» **Text shown**

----------

Chapter 6: Synchronized Media Content and Players

  • 601  General
  • 602  Video or Audio Content with Interactive Elements
  • 603  Captions and Transcripts for Audio Content
  • 604  Video Description and Transcripts for Video Content
  • 605  Caption Processing Technology
  • 606  Video Description Processing Technology
  • 607  User Controls for Captions and Video Description
  • 608  Audio Track and Volume Control

601 General

601.1 Scope.  The provisions of this chapter shall apply where required by Chapter 1, or where referenced by a requirement in this document.

Exception:  Synchronized media content and players complying with the WCAG 2.0 Level AA Success Criteria and Conformance Requirements and, where applicable, 604.4, 604.5, 607, and 608 of this chapter shall not be required to comply with other requirements of this chapter.

Advisory 601.1 Scope.  Synchronized media is audio or video displayed at the same time as other time-based content that is required for understanding of the complete presentation.  The other content that the audio or video is synchronized with to meet this definition does not include equivalents such as captions, subtitles, or video description.  Examples of time-based content are video, audio, and user-action.

602 Video or Audio Content with Interactive Elements

602.1 General.  Video or audio content containing interactive elements shall provide a mode of operation that conforms to Chapter 4 (Platforms, Applications, and Interactive Content).

Advisory 602.1 General.  Examples of video or audio content with interactive elements include DVD menus and dynamic on-screen television program guides.

603 Captions and Transcripts for Audio Content

603.1 General.  Regardless of format, materials containing audio content, or video with audio content, shall conform to 603.

603.2 Pre-recorded Audio Content with No Video Content or User Interaction.  Materials containing pre-recorded audio content, and no video content or user interaction, shall provide a transcript of the content.

Advisory 603.2 Pre-recorded Audio Content with No Video Content or User Interaction.  A best practice is to provide synchronized captions for pre-recorded and real-time (live) audio-only media.  This best practice is not a requirement.  Complementing an audio-only stream with captions entails the addition of a visual stream and translation of the data.  An example where this would be a fundamental alteration is a radio broadcast.

An audio-only presentation used in a public setting may require captions or other real-time visual equivalent under sections 501 and 504 of the Rehabilitation Act.

603.2.1 Transcript.  When a separate transcript is provided, the text shall conform to Chapter 5 (Electronic Documents).

603.3 Pre-recorded Audio Content with User Interaction.  Materials containing pre-recorded audio content with user interaction shall provide synchronized captions.

Advisory 603.3 Pre-recorded Audio Content with User Interaction.  An example of pre-recorded audio with user interaction would be an on-line tutorial where spoken narration guides a user through a task.

603.4 Pre-recorded Video Content with Synchronized Audio Content.  Materials containing pre-recorded video content with synchronized audio content shall provide synchronized captions.

Advisory 603.4 Pre-recorded Video Content with Synchronized Audio Content.  Captions are either closed or open.  “Closed” means capable of being turned on and off.  “Open” means visible to all users.

A best practice is for captions to conform to Chapter 5 (Electronic Documents) to provide alternate formats for people who are deaf-blind and rely on braille.

----------

» **Data excerpts**
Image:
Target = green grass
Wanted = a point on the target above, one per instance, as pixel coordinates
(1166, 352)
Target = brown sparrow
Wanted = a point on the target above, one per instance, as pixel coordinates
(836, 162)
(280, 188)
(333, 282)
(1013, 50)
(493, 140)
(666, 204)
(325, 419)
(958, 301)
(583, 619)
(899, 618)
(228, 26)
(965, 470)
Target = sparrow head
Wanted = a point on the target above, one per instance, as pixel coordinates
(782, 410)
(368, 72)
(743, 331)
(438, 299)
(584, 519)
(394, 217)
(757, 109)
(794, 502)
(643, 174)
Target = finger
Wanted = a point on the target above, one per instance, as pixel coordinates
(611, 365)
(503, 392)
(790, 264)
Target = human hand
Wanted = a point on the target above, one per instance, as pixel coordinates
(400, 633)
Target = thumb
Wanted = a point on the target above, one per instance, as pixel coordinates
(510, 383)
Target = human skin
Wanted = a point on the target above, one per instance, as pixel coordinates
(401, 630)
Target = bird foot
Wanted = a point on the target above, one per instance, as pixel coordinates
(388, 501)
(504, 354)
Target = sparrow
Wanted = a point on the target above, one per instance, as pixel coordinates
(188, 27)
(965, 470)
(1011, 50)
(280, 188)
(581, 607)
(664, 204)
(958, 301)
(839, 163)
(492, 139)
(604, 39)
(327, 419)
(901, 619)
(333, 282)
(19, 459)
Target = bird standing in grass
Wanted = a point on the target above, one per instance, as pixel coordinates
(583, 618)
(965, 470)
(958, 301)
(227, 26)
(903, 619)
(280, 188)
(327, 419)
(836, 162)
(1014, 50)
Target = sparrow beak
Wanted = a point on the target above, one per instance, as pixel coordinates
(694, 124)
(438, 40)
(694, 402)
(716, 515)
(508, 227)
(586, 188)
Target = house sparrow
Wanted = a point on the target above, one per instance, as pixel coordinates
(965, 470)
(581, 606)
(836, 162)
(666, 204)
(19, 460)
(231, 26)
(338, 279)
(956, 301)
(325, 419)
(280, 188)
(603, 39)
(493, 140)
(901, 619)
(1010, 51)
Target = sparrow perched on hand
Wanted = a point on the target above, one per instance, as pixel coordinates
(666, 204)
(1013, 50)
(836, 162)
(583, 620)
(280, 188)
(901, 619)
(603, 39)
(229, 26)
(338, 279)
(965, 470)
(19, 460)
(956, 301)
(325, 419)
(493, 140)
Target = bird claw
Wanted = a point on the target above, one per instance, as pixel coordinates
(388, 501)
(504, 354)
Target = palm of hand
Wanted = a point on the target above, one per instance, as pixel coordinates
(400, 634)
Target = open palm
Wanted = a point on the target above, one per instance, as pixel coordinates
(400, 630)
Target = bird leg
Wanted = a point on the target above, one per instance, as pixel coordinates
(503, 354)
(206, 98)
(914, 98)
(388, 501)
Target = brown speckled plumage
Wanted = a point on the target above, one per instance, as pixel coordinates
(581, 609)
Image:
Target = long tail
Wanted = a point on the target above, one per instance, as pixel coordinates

----------

» **Objectives**
A. In the synchronized media chapter, why is it a best practice for captions to conform to Chapter 5 (Electronic Documents)? Answer in one to three sentences.
B. Return the passage of the synchronized media chapter starting with "603.2.1 Transcript.  When" and going on through "content shall provide synchronized captions.".
C. Resume the synchronized media chapter from the point at which it stops.

» **Results of the exercise**
A. Captions that conform to Chapter 5 provide alternate formats for people who are deaf-blind and rely on braille.

B.
603.2.1 Transcript.  When a separate transcript is provided, the text shall conform to Chapter 5 (Electronic Documents).

603.3 Pre-recorded Audio Content with User Interaction.  Materials containing pre-recorded audio content with user interaction shall provide synchronized captions.

Advisory 603.3 Pre-recorded Audio Content with User Interaction.  An example of pre-recorded audio with user interaction would be an on-line tutorial where spoken narration guides a user through a task.

603.4 Pre-recorded Video Content with Synchronized Audio Content.  Materials containing pre-recorded video content with synchronized audio content shall provide synchronized captions.

C.
603.5 Real-Time Video Content.  Materials that contain real-time video content with audio information shall provide synchronized captions.

Exception:  When real-time video is unattended and has the primary purpose of conveying a visual experience, and a text alternative that provides descriptive identification is provided, synchronized captions shall not be required.

604 Video Description and Transcripts for Video Content

604.1 General.  Regardless of format, materials containing video content, with or without audio content, shall conform to 604.

604.2 Pre-recorded Video Content with No Audio Content or User Interaction.  Materials containing pre-recorded video content and no audio content or user interaction, shall provide either a separate transcript or an equivalent audio alternative.

Advisory 604.2 Pre-recorded Video with No Audio or User Interaction.  An example of pre-recorded video with no audio information or user interaction is a silent movie.

The purpose of the transcript is to provide an equivalent to what is presented visually.

The purpose of the audio alternative is to be an equivalent to the video. 

A text equivalent is not required for audio that is provided as an equivalent for video with no audio information.  For example, it is not required to caption video description that is provided as an alternative to a silent movie.

A video-only presentation used in a public setting may require video description or other real-time audio equivalent as a reasonable accommodation under section 501 and 504 of the Rehabilitation Act.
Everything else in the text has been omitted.